- DIRECTIONS FOR THIS TASK: Could you transcribe the material below exactly, without leaving out a single line?
─── RECORD LIST ───
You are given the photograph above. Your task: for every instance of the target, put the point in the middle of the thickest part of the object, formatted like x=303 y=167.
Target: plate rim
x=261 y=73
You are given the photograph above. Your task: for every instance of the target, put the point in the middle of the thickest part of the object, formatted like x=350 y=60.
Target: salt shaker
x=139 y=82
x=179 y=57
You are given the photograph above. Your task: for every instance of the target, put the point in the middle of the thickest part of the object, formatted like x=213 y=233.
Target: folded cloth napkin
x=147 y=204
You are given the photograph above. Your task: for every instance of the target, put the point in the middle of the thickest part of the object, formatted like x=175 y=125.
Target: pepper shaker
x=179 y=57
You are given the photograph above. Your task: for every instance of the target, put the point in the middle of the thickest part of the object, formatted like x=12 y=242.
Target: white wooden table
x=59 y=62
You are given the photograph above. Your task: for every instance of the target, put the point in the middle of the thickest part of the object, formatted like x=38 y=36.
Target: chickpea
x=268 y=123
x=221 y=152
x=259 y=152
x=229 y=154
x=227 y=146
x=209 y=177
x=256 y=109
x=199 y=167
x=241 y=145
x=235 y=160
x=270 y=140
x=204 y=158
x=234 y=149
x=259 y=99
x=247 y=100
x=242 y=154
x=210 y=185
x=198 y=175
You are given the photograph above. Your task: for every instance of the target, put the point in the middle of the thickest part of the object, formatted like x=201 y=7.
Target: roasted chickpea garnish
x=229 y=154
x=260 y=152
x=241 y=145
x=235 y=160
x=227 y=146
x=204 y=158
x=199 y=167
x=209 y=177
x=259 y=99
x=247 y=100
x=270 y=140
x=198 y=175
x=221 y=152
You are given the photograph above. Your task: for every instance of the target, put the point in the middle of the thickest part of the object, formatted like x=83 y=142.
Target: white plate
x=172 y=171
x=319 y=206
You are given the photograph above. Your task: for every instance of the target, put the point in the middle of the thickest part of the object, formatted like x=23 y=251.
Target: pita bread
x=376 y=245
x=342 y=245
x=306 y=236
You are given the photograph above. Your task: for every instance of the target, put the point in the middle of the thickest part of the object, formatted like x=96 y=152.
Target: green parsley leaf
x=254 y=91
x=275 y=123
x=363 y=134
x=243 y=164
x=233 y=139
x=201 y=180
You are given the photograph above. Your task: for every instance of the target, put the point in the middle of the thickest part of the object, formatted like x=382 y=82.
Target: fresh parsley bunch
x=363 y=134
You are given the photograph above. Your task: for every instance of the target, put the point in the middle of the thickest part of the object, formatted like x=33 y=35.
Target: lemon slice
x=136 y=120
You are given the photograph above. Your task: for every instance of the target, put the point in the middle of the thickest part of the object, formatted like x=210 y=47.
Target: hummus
───
- RESULT FOR THIS TASK:
You are given the photograph above. Your task: for every instance of the target, put the point in the middle of the thickest part of the object, formatted like x=303 y=167.
Target: plate rim
x=261 y=73
You are given the photograph above. Your task: for every instance of the target, put the point in the middle of the thickest part of the object, formatted like x=350 y=60.
Target: salt shaker
x=139 y=82
x=179 y=57
You are given the photograph above. Your task: for every instance of the target, put the point in the middle of the thickest part of the object, formatted like x=213 y=233.
Target: folded cloth napkin
x=147 y=204
You are given the photograph above. Your task: for every instance of the target, put the point in the middle of the thickest part of the object, formatted like x=175 y=125.
Target: pepper shaker
x=179 y=57
You are given the photograph above. Your task: for every instance of the target, put the point in the middle of the thickest part of the object, formatted like x=12 y=242.
Target: white wooden table
x=59 y=62
You are given the photograph above. Your task: for every instance of the target, put the point in the middle of the thickest part of the object, formatted like x=38 y=36.
Target: chickpea
x=268 y=123
x=221 y=152
x=259 y=152
x=229 y=154
x=227 y=146
x=209 y=177
x=256 y=109
x=199 y=167
x=241 y=145
x=235 y=160
x=270 y=140
x=204 y=158
x=234 y=149
x=259 y=99
x=247 y=100
x=242 y=154
x=210 y=185
x=198 y=175
You are given the photograph above. Your task: for every instance of the target, put the point in the middle of the thickest part of the object, formatted like x=201 y=7.
Target: roasted chickpea garnish
x=229 y=154
x=260 y=152
x=241 y=145
x=235 y=160
x=227 y=146
x=204 y=158
x=199 y=167
x=209 y=177
x=259 y=99
x=247 y=100
x=270 y=140
x=198 y=175
x=221 y=152
You are given the photograph above. Your task: for every instance of the target, put the point in the middle of the thickest part of the object, formatted like x=83 y=142.
Target: white plate
x=172 y=171
x=319 y=206
You are given the photograph above. Your task: for every instance of the target, put the point in the middle of the thickest part of the object, formatted like x=23 y=251.
Target: pita bread
x=376 y=245
x=342 y=245
x=306 y=236
You are given the photograph above. Your task: for every instance of the target, put the point in the middle of the thickest part of the object, formatted like x=96 y=152.
Target: green parsley leaf
x=254 y=91
x=275 y=123
x=363 y=134
x=243 y=164
x=233 y=139
x=201 y=180
You are given the photograph above. Your task: for every instance of the target, put the point in the middle of the thickest part of the object, formatted like x=382 y=82.
Target: fresh parsley bunch
x=363 y=134
You are given the photograph above. Your task: for every instance of the target, put the point in the middle of the thickest part of the object, formatted like x=33 y=35.
Target: lemon slice
x=136 y=120
You are given the photograph above. Your task: for every instance of the target, put the point in the middle of the thickest part of the object, formatted like x=210 y=47.
Target: hummus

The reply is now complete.